REQUIRED ACTIONS:
(a) Answer these questions from the article on dismissing difficult patients:
(i) According to the study of nearly 800 primary care practices, about what percentage of physicians have dismissed at least one patient during their career?
(ii) At what firm is Ericka Adler a partner?
(iii) About how many patients has Jacqui O’Kane dismissed, and out of how many patients seen over what period?
(b) Retype the passage of the article on dismissing difficult patients starting at "Jacqui O’Kane, DO, a" and ending at "said Dr. O’Kane.".

DOCUMENT EXTRACT:
== Segment start ==
Feature

Should you dismiss a difficult patient?


 

Some patients continually cancel their appointments, ignore your medical directions, treat your staff rudely, or send you harassing emails.

Do you have to tolerate their behavior?

No, these are all appropriate reasons to terminate patients, attorneys say. Patients also can be dismissed for misleading doctors about their past medical history, chronic drug-seeking, displaying threatening or seductive behavior toward staff members or physicians, or any criminal behavior in the office, experts say.

But even if a reason seems legitimate, that doesn’t make it legal. Doctors should consider whether the reason is legal, said Chicago-area attorney Ericka Adler, JD, a partner at Roetzel & Andress, who advises doctors about terminating patients.

“Although a physician may think a reason to terminate a patient is legitimate, they should always be mindful of whether there is a legal concern at issue and consult with counsel if they’re unsure,” Ms. Adler said.

Terminating patients for an “illegal” reason such as discrimination based on race or gender or sexual orientation – even if couched as a legitimate patient issue – could open the practice to a lawsuit, Ms. Adler said.

Doctors also want to avoid patient abandonment claims by talking to the patient about problems and documenting them as they arise. If they can’t be resolved, doctors should ensure that there’s continuity of care when patients change physicians, said Ms. Adler.

About 90% of physicians have dismissed at least one patient during their career, according to a study of nearly 800 primary care practices. The most common reasons were legitimate: a patient was “extremely disruptive and/or behaved inappropriately toward clinicians or staff”; a patient had “violated chronic pain and controlled substance policies”; and a patient had “repeatedly missed appointments.”

Jacqui O’Kane, DO, a family physician at South Georgia Medical Center in rural Nashville, said she has dismissed about 15 of 3,000 patients she has seen in the past 3 years at the clinic. Before she dismisses a patient, she looks at whether there has been a pattern of behavior and tries to talk to them about the problem first to find out if there are other reasons for it.

She also gives patients a warning: If the unacceptable behavior continues, it will lead to their dismissal.

When patients cross a line

Dr. O’Kane warned an elderly man who used the N-word with her that she wouldn’t tolerate that language in her office. Then, when he later called her front office employee the N-word, she decided to dismiss him.

“I said, ‘That’s it, you can’t say that to someone in this office. I already told you once, and you did it again. I’m sorry, you have to find another doctor,’ ” said Dr. O’Kane.
== Segment end ==
INFORMATION SHOWN:
== Segment start ==
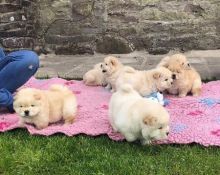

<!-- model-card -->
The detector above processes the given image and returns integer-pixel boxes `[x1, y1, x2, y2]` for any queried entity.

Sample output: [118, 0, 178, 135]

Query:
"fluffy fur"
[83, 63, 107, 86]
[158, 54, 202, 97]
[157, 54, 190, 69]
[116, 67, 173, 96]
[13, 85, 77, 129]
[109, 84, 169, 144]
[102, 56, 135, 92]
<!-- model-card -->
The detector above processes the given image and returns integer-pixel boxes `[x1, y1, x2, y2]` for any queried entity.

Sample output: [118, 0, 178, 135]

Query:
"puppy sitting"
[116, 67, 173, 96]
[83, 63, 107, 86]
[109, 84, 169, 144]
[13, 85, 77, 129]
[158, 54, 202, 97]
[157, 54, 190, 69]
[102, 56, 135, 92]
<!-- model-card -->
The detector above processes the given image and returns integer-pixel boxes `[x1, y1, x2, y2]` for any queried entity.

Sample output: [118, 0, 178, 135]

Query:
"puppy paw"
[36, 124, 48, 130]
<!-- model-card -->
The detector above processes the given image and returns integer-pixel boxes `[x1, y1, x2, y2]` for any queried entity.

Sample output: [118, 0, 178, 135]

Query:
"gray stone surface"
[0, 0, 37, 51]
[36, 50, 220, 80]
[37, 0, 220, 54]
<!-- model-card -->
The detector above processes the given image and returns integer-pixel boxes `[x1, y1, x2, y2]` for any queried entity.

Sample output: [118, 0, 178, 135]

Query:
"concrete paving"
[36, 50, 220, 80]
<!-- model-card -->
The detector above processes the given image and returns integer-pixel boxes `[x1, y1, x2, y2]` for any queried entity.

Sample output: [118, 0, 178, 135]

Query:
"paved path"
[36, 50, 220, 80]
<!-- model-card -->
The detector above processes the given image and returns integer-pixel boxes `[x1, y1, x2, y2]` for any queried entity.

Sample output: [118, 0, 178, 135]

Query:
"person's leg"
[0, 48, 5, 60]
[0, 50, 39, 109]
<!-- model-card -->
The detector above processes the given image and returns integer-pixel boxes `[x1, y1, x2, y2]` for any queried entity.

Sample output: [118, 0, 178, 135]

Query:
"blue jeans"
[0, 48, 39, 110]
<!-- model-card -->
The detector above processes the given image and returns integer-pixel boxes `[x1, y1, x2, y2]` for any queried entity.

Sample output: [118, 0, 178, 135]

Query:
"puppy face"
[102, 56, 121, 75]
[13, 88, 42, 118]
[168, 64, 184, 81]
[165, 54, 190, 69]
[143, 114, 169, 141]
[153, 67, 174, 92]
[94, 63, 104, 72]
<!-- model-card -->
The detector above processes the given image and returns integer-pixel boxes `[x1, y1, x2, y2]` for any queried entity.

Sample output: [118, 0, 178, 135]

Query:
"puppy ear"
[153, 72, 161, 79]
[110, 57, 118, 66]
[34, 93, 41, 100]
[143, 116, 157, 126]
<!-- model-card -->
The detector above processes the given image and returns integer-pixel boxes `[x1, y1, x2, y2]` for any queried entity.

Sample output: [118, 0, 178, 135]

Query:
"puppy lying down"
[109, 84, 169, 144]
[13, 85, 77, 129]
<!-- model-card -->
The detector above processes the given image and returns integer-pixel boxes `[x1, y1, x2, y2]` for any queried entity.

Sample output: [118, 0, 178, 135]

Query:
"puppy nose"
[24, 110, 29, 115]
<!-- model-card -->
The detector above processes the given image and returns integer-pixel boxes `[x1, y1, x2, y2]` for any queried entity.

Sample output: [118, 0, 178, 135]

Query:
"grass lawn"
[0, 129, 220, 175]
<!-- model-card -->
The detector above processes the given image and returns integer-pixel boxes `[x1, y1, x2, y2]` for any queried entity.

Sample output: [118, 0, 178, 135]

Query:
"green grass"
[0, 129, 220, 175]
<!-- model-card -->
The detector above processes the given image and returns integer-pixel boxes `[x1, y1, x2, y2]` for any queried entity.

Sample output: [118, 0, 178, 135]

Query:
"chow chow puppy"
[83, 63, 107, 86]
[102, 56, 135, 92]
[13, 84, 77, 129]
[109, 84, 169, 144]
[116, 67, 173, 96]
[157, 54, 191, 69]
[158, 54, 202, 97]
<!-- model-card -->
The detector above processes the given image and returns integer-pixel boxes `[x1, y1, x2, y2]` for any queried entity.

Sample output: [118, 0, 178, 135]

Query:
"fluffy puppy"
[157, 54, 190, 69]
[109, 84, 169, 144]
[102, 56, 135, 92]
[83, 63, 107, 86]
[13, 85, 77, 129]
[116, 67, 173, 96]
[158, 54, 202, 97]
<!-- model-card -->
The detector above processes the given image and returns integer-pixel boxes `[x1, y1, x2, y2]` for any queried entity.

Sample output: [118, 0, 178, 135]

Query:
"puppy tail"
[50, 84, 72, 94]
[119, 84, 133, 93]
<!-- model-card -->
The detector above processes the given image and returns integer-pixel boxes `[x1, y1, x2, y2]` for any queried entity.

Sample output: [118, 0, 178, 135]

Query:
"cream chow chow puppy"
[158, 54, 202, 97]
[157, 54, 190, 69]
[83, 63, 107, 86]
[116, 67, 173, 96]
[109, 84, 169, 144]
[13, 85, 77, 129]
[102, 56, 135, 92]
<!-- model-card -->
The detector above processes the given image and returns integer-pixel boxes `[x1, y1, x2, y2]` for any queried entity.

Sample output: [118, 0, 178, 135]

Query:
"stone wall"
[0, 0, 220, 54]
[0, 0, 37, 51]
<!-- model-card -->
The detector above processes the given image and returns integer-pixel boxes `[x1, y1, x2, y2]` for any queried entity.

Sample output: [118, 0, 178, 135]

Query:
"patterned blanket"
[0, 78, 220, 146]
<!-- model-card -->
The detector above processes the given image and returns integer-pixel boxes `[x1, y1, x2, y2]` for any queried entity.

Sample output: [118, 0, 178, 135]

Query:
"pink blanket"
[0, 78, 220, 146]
== Segment end ==
== Segment start ==
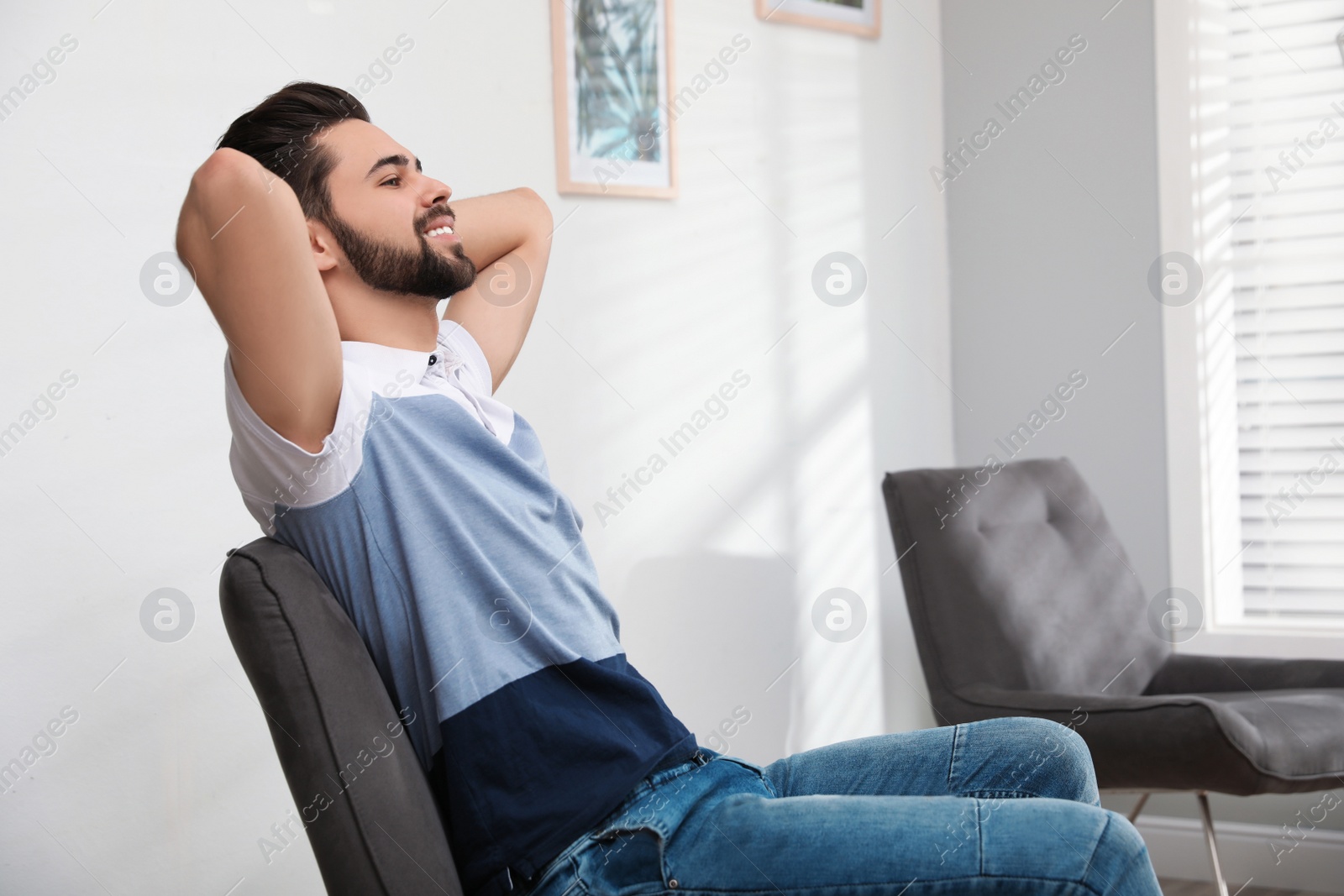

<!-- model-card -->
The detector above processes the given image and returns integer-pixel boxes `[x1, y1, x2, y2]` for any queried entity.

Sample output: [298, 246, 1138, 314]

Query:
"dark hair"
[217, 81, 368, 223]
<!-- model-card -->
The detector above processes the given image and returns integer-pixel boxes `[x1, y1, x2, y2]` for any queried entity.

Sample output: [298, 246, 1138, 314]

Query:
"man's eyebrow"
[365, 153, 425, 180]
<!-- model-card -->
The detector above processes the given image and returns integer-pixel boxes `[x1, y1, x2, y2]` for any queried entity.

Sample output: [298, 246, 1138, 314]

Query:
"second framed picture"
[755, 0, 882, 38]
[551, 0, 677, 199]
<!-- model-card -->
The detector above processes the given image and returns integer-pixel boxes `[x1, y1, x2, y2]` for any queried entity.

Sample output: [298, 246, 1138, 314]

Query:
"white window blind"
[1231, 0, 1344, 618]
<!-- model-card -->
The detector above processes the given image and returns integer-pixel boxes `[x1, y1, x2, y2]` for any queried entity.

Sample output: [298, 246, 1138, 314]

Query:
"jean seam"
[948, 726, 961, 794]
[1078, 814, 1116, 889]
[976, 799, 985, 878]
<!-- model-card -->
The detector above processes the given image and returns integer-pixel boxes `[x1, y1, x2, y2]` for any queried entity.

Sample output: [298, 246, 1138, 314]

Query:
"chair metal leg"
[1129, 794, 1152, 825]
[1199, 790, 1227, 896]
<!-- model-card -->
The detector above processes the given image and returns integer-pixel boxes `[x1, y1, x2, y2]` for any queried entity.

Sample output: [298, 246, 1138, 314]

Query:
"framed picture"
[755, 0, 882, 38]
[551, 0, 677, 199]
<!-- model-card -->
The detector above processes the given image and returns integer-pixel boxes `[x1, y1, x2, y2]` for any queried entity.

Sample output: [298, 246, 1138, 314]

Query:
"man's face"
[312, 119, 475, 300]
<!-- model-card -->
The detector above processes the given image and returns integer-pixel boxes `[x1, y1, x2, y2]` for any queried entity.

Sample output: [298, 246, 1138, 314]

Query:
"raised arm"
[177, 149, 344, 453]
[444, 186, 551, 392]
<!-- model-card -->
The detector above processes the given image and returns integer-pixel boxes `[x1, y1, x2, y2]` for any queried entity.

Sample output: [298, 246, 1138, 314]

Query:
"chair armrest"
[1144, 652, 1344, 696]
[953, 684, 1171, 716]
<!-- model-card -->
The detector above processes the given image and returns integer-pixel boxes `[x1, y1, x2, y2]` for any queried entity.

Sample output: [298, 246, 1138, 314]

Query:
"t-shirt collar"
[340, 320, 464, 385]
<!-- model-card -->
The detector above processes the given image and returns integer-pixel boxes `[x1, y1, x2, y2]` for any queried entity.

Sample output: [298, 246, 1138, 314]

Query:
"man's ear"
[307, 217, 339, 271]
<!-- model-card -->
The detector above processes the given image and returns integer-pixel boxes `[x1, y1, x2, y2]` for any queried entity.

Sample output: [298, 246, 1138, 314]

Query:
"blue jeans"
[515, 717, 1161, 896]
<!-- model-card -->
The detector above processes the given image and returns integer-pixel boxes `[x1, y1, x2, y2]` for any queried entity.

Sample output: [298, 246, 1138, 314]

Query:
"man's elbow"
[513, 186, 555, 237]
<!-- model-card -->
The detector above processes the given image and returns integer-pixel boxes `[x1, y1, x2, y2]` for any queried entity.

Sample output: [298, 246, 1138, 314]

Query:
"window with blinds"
== Segment end ==
SOLUTIONS TO THE EXERCISE:
(a)
(i) About 90%
(ii) Roetzel & Andress
(iii) About 15 patients out of 3,000 seen in the past 3 years

(b)
Jacqui O’Kane, DO, a family physician at South Georgia Medical Center in rural Nashville, said she has dismissed about 15 of 3,000 patients she has seen in the past 3 years at the clinic. Before she dismisses a patient, she looks at whether there has been a pattern of behavior and tries to talk to them about the problem first to find out if there are other reasons for it.

She also gives patients a warning: If the unacceptable behavior continues, it will lead to their dismissal.

When patients cross a line

Dr. O’Kane warned an elderly man who used the N-word with her that she wouldn’t tolerate that language in her office. Then, when he later called her front office employee the N-word, she decided to dismiss him.

“I said, ‘That’s it, you can’t say that to someone in this office. I already told you once, and you did it again. I’m sorry, you have to find another doctor,’ ” said Dr. O’Kane.